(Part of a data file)
-------------------------
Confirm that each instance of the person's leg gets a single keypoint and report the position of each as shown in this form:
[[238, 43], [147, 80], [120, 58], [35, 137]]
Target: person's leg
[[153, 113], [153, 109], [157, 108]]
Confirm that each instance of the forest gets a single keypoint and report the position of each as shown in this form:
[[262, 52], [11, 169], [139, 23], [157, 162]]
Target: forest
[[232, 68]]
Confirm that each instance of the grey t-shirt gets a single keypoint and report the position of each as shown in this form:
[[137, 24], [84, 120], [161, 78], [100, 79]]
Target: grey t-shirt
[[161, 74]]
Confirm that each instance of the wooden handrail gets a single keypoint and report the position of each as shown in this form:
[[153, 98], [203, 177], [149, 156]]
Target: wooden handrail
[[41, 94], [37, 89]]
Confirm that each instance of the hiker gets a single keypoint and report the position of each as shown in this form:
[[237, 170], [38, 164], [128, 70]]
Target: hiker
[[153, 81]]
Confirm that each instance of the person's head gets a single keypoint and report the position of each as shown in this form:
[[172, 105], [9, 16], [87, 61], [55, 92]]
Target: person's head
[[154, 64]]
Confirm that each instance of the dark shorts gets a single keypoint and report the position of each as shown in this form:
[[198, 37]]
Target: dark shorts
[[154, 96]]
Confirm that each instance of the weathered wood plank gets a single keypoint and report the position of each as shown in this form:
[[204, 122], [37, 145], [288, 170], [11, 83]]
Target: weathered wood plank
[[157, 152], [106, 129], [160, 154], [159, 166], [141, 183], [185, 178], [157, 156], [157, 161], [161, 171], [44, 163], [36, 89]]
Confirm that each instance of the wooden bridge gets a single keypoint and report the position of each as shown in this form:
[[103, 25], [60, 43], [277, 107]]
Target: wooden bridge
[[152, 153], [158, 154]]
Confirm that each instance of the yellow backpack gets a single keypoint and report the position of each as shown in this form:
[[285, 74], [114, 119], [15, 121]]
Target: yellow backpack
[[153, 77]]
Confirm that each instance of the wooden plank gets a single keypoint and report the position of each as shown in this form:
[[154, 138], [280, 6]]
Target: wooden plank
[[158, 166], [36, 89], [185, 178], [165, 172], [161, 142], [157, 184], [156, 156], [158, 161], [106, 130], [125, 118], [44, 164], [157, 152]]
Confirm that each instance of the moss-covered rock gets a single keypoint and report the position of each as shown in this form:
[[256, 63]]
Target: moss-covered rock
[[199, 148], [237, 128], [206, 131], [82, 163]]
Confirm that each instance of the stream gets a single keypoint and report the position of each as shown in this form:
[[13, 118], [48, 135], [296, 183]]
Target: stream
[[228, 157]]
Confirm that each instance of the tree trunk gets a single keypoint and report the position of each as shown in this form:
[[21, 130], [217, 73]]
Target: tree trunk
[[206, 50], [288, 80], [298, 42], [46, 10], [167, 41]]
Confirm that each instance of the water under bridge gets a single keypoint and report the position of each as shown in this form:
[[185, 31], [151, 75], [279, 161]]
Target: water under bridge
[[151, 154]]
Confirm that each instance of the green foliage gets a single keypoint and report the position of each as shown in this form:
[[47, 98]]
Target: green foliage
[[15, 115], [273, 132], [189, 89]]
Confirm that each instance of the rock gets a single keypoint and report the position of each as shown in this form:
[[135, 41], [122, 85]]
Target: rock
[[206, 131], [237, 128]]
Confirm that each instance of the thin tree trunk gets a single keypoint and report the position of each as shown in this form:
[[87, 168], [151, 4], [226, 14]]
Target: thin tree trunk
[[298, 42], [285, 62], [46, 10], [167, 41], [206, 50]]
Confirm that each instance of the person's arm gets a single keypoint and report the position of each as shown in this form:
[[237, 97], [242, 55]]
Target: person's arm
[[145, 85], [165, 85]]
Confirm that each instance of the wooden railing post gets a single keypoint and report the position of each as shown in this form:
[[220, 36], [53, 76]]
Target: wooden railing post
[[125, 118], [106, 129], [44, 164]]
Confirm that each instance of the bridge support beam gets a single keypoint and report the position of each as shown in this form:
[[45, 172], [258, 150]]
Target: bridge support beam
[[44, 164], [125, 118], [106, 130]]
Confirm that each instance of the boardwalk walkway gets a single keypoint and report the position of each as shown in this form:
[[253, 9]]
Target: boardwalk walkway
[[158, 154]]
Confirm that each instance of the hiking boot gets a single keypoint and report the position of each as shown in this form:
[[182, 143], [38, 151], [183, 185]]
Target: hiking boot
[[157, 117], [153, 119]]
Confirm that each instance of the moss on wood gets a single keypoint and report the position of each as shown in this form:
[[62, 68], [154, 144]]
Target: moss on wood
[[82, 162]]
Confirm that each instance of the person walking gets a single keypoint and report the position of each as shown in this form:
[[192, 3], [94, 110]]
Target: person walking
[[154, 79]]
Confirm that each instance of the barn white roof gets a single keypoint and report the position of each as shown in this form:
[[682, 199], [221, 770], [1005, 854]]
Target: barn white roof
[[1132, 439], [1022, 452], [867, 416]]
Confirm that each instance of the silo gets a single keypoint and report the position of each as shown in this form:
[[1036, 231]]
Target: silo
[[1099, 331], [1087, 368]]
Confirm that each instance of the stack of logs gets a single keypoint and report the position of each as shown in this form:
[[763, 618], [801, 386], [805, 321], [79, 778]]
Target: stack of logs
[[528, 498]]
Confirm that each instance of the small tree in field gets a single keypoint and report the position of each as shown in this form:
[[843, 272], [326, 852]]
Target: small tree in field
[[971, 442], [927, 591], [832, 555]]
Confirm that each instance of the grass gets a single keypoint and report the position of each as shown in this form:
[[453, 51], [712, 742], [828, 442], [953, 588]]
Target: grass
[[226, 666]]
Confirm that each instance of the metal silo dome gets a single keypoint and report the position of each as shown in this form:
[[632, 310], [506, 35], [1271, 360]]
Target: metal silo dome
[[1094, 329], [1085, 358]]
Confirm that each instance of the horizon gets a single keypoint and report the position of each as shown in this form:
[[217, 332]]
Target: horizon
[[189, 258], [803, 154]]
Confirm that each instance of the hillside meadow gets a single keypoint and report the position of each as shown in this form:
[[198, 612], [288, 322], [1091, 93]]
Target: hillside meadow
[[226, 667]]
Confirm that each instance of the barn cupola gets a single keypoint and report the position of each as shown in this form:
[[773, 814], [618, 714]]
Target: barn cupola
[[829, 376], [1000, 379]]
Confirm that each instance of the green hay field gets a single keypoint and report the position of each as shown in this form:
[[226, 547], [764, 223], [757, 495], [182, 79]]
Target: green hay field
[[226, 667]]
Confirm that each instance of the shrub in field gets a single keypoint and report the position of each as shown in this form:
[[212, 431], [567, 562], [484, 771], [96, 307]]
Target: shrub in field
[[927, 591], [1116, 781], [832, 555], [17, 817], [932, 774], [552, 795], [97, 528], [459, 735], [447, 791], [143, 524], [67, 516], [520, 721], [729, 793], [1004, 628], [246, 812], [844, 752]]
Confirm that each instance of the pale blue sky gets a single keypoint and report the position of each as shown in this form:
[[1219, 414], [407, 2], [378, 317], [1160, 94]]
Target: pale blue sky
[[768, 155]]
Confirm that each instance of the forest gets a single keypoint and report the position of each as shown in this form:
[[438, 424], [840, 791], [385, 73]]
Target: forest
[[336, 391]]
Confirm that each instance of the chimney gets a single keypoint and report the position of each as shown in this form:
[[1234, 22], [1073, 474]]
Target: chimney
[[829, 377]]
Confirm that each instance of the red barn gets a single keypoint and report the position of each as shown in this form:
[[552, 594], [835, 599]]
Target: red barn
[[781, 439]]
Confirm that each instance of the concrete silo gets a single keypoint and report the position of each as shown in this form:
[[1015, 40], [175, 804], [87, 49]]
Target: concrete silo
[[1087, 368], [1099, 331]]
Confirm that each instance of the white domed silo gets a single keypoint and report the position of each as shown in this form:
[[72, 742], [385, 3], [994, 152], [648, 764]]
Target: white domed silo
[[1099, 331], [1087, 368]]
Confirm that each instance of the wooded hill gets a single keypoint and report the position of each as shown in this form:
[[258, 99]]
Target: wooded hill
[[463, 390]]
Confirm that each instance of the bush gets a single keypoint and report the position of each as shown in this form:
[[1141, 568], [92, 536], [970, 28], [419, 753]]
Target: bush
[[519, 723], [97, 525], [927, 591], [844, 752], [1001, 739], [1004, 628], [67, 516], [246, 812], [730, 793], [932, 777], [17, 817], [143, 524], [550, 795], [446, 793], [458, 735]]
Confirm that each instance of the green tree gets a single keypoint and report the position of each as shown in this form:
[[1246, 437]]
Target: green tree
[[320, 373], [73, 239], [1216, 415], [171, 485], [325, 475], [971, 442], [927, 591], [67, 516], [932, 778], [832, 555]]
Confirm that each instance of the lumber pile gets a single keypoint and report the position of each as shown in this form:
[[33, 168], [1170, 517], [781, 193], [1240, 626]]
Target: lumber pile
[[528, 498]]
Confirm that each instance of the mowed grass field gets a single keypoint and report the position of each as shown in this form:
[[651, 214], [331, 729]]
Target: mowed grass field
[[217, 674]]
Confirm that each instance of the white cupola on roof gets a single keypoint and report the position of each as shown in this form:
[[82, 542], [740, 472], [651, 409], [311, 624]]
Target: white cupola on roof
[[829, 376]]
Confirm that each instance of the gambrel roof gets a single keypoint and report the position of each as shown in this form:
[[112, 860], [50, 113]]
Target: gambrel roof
-------------------------
__Exercise goal__
Copy out, unchanged, the lines of the material above from the one containing "Confirm that each instance of the water" through the one containing "[[206, 131], [237, 128]]", including both of those lines.

__Written solution__
Confirm that each instance of the water under bridge gets a single keypoint and report the position of each as shown in this form:
[[185, 31], [151, 75], [279, 161]]
Target: water under bridge
[[151, 154]]
Confirm that each instance of the green foliage gets a single keypoint and report the position of each as shown in this form:
[[47, 98]]
Target: green foliage
[[15, 115], [273, 132], [189, 89]]
Confirm that each instance of the rock gets a single keypoint and report the position of each as shown in this form:
[[135, 41], [122, 85]]
Target: rock
[[206, 131], [237, 128]]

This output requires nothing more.